#### TASK BRIEF
Rewrite every line of the entries below as a numbered list, leaving out any blank lines.

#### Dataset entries
■ ■ ■ ■ ■

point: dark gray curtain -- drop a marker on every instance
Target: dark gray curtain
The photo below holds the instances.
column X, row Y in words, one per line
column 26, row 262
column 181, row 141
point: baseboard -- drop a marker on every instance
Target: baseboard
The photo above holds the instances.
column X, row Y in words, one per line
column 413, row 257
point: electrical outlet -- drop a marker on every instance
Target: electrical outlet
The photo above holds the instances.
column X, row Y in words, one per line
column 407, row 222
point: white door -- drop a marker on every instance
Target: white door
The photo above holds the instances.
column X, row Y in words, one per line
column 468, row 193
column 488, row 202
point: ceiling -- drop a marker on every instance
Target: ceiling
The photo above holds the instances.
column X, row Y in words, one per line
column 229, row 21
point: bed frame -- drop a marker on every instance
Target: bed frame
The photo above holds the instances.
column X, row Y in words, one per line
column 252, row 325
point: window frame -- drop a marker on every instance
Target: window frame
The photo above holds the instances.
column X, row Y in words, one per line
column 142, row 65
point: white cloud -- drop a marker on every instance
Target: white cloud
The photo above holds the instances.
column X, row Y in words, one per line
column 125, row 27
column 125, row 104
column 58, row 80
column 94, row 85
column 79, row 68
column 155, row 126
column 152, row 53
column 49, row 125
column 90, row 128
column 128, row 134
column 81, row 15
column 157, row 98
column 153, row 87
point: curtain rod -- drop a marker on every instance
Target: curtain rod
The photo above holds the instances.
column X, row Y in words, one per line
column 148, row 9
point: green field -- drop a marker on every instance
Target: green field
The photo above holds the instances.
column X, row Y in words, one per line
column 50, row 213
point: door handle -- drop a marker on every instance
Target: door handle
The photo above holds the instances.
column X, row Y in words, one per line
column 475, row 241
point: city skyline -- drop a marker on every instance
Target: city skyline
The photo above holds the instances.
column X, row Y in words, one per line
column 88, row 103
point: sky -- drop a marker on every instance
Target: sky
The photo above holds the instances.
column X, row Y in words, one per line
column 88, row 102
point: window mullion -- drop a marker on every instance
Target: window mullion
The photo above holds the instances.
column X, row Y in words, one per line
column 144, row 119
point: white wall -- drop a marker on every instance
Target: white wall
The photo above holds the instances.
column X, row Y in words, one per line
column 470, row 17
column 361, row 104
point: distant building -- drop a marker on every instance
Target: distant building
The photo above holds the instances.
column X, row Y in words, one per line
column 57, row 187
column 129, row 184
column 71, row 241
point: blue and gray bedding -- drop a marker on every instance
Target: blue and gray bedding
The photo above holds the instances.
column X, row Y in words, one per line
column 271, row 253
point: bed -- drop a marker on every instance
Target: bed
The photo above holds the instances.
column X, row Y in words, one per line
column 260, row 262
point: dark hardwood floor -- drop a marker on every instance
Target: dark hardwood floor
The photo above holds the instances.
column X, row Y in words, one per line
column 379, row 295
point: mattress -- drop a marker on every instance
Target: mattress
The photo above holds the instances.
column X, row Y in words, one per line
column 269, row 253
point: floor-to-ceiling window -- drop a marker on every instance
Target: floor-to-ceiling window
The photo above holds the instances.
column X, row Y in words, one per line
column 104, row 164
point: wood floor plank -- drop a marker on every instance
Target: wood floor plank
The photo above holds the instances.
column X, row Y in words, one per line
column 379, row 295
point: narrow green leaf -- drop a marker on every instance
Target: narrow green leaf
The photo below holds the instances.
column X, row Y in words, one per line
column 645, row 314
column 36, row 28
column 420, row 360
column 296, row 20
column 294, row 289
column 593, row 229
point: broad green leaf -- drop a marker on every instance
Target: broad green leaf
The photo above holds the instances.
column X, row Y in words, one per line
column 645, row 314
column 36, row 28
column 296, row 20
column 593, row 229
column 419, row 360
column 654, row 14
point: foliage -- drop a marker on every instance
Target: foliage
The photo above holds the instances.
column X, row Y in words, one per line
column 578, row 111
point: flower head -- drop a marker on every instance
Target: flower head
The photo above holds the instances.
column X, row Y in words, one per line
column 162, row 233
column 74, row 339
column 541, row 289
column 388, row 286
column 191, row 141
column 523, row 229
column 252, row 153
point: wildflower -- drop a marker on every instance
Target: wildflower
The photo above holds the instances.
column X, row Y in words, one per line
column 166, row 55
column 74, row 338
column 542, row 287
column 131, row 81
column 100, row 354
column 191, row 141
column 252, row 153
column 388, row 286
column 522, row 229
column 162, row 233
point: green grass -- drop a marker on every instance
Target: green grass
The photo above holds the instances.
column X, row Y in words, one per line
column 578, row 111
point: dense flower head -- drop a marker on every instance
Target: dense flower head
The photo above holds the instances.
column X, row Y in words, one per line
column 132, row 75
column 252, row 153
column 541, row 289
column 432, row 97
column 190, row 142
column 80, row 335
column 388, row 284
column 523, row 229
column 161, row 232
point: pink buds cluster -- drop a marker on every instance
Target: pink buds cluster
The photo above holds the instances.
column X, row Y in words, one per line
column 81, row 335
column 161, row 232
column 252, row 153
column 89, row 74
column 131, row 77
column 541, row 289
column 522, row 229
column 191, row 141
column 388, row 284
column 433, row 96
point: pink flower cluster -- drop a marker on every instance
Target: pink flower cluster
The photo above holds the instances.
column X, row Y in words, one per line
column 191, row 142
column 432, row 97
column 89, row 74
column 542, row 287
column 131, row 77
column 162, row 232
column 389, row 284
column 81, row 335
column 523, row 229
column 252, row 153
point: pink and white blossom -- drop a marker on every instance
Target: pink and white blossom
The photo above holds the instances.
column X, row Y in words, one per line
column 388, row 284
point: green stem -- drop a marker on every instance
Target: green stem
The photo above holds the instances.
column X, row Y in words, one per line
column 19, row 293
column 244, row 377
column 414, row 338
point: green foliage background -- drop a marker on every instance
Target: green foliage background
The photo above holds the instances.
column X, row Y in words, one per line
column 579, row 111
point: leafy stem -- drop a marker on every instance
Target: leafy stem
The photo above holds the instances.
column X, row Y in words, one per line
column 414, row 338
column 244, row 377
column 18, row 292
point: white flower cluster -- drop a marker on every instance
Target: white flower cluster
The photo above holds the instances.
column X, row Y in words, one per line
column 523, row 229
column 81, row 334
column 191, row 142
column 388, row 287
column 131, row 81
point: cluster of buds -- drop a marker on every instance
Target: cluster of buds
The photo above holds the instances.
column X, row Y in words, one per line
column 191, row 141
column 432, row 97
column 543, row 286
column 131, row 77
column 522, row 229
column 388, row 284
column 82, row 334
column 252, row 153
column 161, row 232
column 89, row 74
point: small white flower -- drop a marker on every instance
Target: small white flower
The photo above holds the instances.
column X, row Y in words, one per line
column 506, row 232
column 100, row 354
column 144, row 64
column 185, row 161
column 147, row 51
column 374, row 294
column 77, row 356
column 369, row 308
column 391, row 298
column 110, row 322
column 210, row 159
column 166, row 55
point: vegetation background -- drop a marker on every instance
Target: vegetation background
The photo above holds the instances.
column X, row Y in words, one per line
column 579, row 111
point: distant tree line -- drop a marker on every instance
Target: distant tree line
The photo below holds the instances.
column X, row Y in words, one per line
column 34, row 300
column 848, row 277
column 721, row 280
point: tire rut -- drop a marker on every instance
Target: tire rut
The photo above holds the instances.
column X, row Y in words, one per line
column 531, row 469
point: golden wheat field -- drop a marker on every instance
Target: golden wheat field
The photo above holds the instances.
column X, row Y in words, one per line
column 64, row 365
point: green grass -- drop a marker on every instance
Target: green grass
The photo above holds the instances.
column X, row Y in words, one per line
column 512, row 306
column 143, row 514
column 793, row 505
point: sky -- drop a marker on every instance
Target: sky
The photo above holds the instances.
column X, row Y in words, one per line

■ ■ ■ ■ ■

#### ANSWER TO THIS TASK
1. point: dark gray curtain -- drop a marker on every instance
2. Target: dark gray curtain
3. The photo below holds the instances.
4. column X, row Y in words, one per line
5. column 26, row 262
6. column 181, row 141
7. point: baseboard -- drop a marker on every instance
8. Target: baseboard
9. The photo above holds the instances.
10. column X, row Y in words, one per line
11. column 413, row 257
12. point: electrical outlet -- drop a marker on every instance
13. Target: electrical outlet
14. The photo above holds the instances.
15. column X, row Y in words, one per line
16. column 407, row 222
17. point: white door -- drop a marker on every instance
18. Target: white door
19. The photo above holds the instances.
20. column X, row Y in words, one per line
21. column 468, row 193
22. column 488, row 202
23. point: ceiling -- drop a marker on every instance
24. Target: ceiling
25. The photo above holds the instances.
26. column X, row Y in words, one per line
27. column 229, row 21
28. point: bed frame -- drop a marker on every instance
29. Target: bed frame
30. The photo above holds the instances.
31. column X, row Y in words, one per line
32. column 252, row 325
33. point: window frame -- drop a marker on every instance
34. Target: window frame
35. The photo above holds the instances.
36. column X, row Y in words, one per line
37. column 142, row 65
38. point: white cloud -- drop a marker on every instance
39. Target: white cloud
40. The photo above holds the instances.
41. column X, row Y in words, one per line
42. column 125, row 27
43. column 125, row 104
44. column 58, row 80
45. column 94, row 85
46. column 79, row 68
47. column 155, row 126
48. column 152, row 53
49. column 49, row 125
50. column 90, row 128
51. column 128, row 134
52. column 81, row 15
53. column 157, row 98
54. column 153, row 87
55. point: curtain rod -- drop a marker on every instance
56. Target: curtain rod
57. The photo above holds the instances.
58. column X, row Y in words, one per line
59. column 148, row 9
60. point: green field -- drop a marker on every instance
61. Target: green field
62. The photo above holds the instances.
63. column X, row Y in words, one per line
64. column 50, row 213
65. point: door handle -- drop a marker on every instance
66. Target: door handle
67. The photo above holds the instances.
68. column X, row Y in words, one per line
69. column 475, row 241
70. point: city skyline -- drop a marker on every instance
71. Target: city skyline
72. The photo above holds the instances.
73. column X, row Y in words, one per line
74. column 88, row 103
75. point: sky -- drop a marker on every instance
76. Target: sky
77. The photo above holds the instances.
78. column X, row Y in words, one per line
79. column 88, row 102
80. point: window mullion -- drop a marker on every instance
81. Target: window mullion
82. The photo above holds the instances.
83. column X, row Y in words, one per line
84. column 144, row 119
85. point: white wall -- drop a marker on every instance
86. Target: white wall
87. The photo above holds the instances.
88. column X, row Y in words, one per line
89. column 470, row 17
90. column 361, row 104
91. point: distant building -- drop a marker on every instance
92. Target: distant building
93. The photo above holds the instances.
94. column X, row Y in words, one per line
95. column 57, row 187
96. column 129, row 184
97. column 71, row 241
98. point: blue and gray bedding -- drop a marker on every instance
99. Target: blue and gray bedding
100. The photo above holds the instances.
101. column X, row Y in words, one per line
102. column 271, row 253
103. point: bed -- drop a marker on every instance
104. Target: bed
105. The photo above holds the instances.
106. column X, row Y in words, one per line
107. column 260, row 262
108. point: dark hardwood floor -- drop a marker on every instance
109. Target: dark hardwood floor
110. The photo above holds the instances.
111. column X, row Y in words, one per line
112. column 379, row 295
113. point: mattress -- drop a marker on every instance
114. Target: mattress
115. The photo above holds the instances.
116. column X, row Y in words, one per line
117. column 269, row 253
118. point: floor-to-ceiling window -- drop a marker on every instance
119. Target: floor-to-ceiling window
120. The photo above holds the instances.
121. column X, row Y in words, one per line
122. column 104, row 164
123. point: wood floor plank -- drop a marker on every instance
124. Target: wood floor plank
125. The photo above holds the instances.
126. column X, row Y in words, one per line
127. column 379, row 295
128. point: narrow green leaf -- drop a marker on every instance
129. Target: narrow green leaf
130. The photo below holds the instances.
131. column X, row Y in words, one per line
132. column 645, row 314
133. column 36, row 28
134. column 420, row 360
135. column 296, row 20
136. column 294, row 289
137. column 593, row 229
138. point: broad green leaf -- drop a marker on every instance
139. Target: broad green leaf
140. The photo above holds the instances.
141. column X, row Y in words, one per line
142. column 645, row 314
143. column 36, row 28
144. column 296, row 20
145. column 593, row 229
146. column 419, row 360
147. column 654, row 14
148. point: foliage -- drop a marker on every instance
149. Target: foliage
150. The photo above holds the instances.
151. column X, row Y in words, one per line
152. column 578, row 111
153. point: flower head -- drop a marker on every instance
154. Target: flower head
155. The photo above holds the instances.
156. column X, row Y in words, one per line
157. column 162, row 233
158. column 74, row 339
159. column 541, row 289
160. column 388, row 286
161. column 191, row 141
162. column 523, row 229
163. column 252, row 153
164. point: wildflower -- drop a marker on every instance
165. Target: wildflower
166. The photo above holds the instances.
167. column X, row Y in words, one per line
168. column 166, row 55
169. column 74, row 338
170. column 542, row 287
171. column 131, row 81
172. column 100, row 354
173. column 191, row 141
174. column 252, row 153
175. column 388, row 286
176. column 522, row 229
177. column 162, row 233
178. point: green grass -- drop a marker on every instance
179. Target: green grass
180. The photo above holds the instances.
181. column X, row Y in words, one per line
182. column 578, row 111
183. point: dense flower head -- drop a marker on every instance
184. Target: dense flower head
185. The photo above holds the instances.
186. column X, row Y in words, one per line
187. column 132, row 75
188. column 252, row 153
189. column 541, row 289
190. column 432, row 97
191. column 190, row 142
192. column 80, row 335
193. column 388, row 284
194. column 523, row 229
195. column 161, row 232
196. point: pink buds cluster -- drop a marker on every instance
197. Target: pink buds cluster
198. The photo above holds the instances.
199. column X, row Y in words, one per line
200. column 81, row 335
201. column 161, row 232
202. column 252, row 153
203. column 89, row 74
204. column 131, row 77
205. column 541, row 289
206. column 522, row 229
207. column 191, row 141
208. column 388, row 284
209. column 433, row 96
210. point: pink flower cluster -- drop a marker on every instance
211. Target: pink flower cluster
212. The photo above holds the instances.
213. column X, row Y in words, one per line
214. column 191, row 142
215. column 432, row 97
216. column 89, row 74
217. column 542, row 287
218. column 131, row 77
219. column 162, row 232
220. column 389, row 284
221. column 81, row 335
222. column 523, row 229
223. column 252, row 153
224. point: pink and white blossom -- drop a marker on every instance
225. Target: pink and white blossom
226. The photo above holds the instances.
227. column X, row Y in words, one per line
228. column 388, row 284
229. point: green stem -- drop a marker on every instance
230. Target: green stem
231. The photo above holds the instances.
232. column X, row Y in words, one per line
233. column 19, row 293
234. column 244, row 377
235. column 414, row 338
236. point: green foliage background -- drop a marker on every instance
237. Target: green foliage background
238. The photo above holds the instances.
239. column X, row Y in words, one per line
240. column 579, row 111
241. point: leafy stem -- drop a marker on every instance
242. Target: leafy stem
243. The photo above holds the instances.
244. column X, row Y in words, one per line
245. column 414, row 338
246. column 244, row 377
247. column 18, row 292
248. point: white flower cluster -- drop a marker on every instance
249. Target: white flower cluster
250. The photo above holds the instances.
251. column X, row Y in words, one per line
252. column 523, row 229
253. column 81, row 334
254. column 191, row 142
255. column 388, row 287
256. column 131, row 81
257. point: cluster of buds -- drop a marker on every instance
258. Target: cluster of buds
259. The photo above holds the instances.
260. column X, row Y in words, one per line
261. column 191, row 141
262. column 432, row 97
263. column 543, row 286
264. column 131, row 77
265. column 522, row 229
266. column 388, row 284
267. column 82, row 334
268. column 252, row 153
269. column 161, row 232
270. column 89, row 74
271. point: small white flower -- drop a marker on every instance
272. Target: small white flower
273. The photo above holds the instances.
274. column X, row Y in words, one per line
275. column 506, row 232
276. column 100, row 354
277. column 144, row 64
278. column 185, row 161
279. column 147, row 51
280. column 374, row 294
281. column 77, row 356
282. column 369, row 308
283. column 391, row 298
284. column 110, row 322
285. column 210, row 159
286. column 166, row 55
287. point: vegetation background -- drop a marker on every instance
288. Target: vegetation background
289. The photo above holds the instances.
290. column X, row Y in words, one per line
291. column 579, row 111
292. point: distant tree line -- drop a marker on every instance
293. Target: distant tree line
294. The photo below holds the instances.
295. column X, row Y in words, one per line
296. column 34, row 300
297. column 848, row 277
298. column 721, row 280
299. point: tire rut -- drop a marker on every instance
300. Target: tire rut
301. The photo above holds the instances.
302. column X, row Y in words, one per line
303. column 531, row 469
304. point: golden wheat field -- drop a marker on every instance
305. Target: golden wheat field
306. The photo above holds the instances.
307. column X, row Y in words, one per line
308. column 64, row 365
309. point: green grass -- drop a marker on every instance
310. Target: green grass
311. The photo above holds the instances.
312. column X, row Y in words, one per line
313. column 512, row 306
314. column 143, row 514
315. column 793, row 505
316. point: sky -- drop a marker on every instance
317. Target: sky
318. The photo above holds the instances.
319. column X, row Y in words, one per line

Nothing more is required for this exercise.